Directions | All entries must be extracted exactly, with nothing added or dropped.

++++++++++

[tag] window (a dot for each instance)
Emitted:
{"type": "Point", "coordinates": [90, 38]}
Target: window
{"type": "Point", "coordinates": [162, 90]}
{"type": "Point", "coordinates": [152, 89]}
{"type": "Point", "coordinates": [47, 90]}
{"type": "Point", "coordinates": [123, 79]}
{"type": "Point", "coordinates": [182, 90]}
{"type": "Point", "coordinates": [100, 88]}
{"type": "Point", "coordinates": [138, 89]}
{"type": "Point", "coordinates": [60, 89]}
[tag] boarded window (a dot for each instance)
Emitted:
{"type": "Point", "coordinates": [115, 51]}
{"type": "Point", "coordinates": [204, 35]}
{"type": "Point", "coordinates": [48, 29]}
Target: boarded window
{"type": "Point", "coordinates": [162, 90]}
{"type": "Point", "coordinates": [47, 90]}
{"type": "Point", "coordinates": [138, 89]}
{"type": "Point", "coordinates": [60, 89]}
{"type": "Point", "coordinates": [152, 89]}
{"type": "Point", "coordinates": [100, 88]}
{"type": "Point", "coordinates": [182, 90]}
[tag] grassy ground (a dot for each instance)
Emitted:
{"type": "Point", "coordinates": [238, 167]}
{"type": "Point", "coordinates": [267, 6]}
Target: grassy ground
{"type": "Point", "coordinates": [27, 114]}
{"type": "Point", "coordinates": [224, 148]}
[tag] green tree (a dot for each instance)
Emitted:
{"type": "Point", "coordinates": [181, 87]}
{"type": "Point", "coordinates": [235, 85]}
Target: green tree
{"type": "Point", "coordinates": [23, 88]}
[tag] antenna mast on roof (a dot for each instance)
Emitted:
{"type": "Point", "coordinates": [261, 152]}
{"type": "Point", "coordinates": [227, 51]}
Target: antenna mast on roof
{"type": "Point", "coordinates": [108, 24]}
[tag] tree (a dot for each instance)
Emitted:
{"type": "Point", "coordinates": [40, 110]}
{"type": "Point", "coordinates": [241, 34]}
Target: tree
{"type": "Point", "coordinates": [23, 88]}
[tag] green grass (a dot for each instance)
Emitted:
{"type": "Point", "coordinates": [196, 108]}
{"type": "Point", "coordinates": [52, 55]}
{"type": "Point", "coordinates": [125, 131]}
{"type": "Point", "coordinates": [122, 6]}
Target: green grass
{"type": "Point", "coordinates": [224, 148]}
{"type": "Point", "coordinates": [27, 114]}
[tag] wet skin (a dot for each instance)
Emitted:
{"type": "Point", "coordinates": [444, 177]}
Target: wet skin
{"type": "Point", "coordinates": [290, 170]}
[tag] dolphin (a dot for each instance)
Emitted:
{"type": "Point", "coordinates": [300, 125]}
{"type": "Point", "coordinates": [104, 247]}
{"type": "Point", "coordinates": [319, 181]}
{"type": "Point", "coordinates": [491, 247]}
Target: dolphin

++++++++++

Written reply |
[tag] window (a dot for each instance)
Emitted:
{"type": "Point", "coordinates": [90, 38]}
Target: window
{"type": "Point", "coordinates": [162, 90]}
{"type": "Point", "coordinates": [152, 89]}
{"type": "Point", "coordinates": [47, 90]}
{"type": "Point", "coordinates": [123, 79]}
{"type": "Point", "coordinates": [182, 90]}
{"type": "Point", "coordinates": [100, 88]}
{"type": "Point", "coordinates": [138, 89]}
{"type": "Point", "coordinates": [60, 89]}
[tag] boarded window (a dot for each instance)
Emitted:
{"type": "Point", "coordinates": [115, 51]}
{"type": "Point", "coordinates": [204, 35]}
{"type": "Point", "coordinates": [48, 29]}
Target: boarded window
{"type": "Point", "coordinates": [162, 90]}
{"type": "Point", "coordinates": [47, 90]}
{"type": "Point", "coordinates": [138, 89]}
{"type": "Point", "coordinates": [60, 89]}
{"type": "Point", "coordinates": [152, 89]}
{"type": "Point", "coordinates": [100, 88]}
{"type": "Point", "coordinates": [182, 90]}
[tag] grassy ground (a dot for each instance)
Emitted:
{"type": "Point", "coordinates": [238, 167]}
{"type": "Point", "coordinates": [267, 6]}
Target: grassy ground
{"type": "Point", "coordinates": [27, 114]}
{"type": "Point", "coordinates": [224, 148]}
[tag] green tree (a dot for each instance)
Emitted:
{"type": "Point", "coordinates": [181, 87]}
{"type": "Point", "coordinates": [235, 85]}
Target: green tree
{"type": "Point", "coordinates": [23, 88]}
[tag] antenna mast on roof (a dot for each instance)
Emitted:
{"type": "Point", "coordinates": [261, 152]}
{"type": "Point", "coordinates": [227, 51]}
Target: antenna mast on roof
{"type": "Point", "coordinates": [108, 24]}
[tag] tree (a dot for each instance)
Emitted:
{"type": "Point", "coordinates": [40, 110]}
{"type": "Point", "coordinates": [241, 34]}
Target: tree
{"type": "Point", "coordinates": [23, 88]}
[tag] green grass (a dot for each instance)
Emitted:
{"type": "Point", "coordinates": [196, 108]}
{"type": "Point", "coordinates": [52, 55]}
{"type": "Point", "coordinates": [125, 131]}
{"type": "Point", "coordinates": [122, 6]}
Target: green grass
{"type": "Point", "coordinates": [224, 148]}
{"type": "Point", "coordinates": [27, 114]}
[tag] wet skin (a dot for each instance)
Emitted:
{"type": "Point", "coordinates": [444, 177]}
Target: wet skin
{"type": "Point", "coordinates": [290, 170]}
[tag] dolphin (a dot for each instance)
Emitted:
{"type": "Point", "coordinates": [300, 125]}
{"type": "Point", "coordinates": [104, 247]}
{"type": "Point", "coordinates": [319, 181]}
{"type": "Point", "coordinates": [491, 247]}
Target: dolphin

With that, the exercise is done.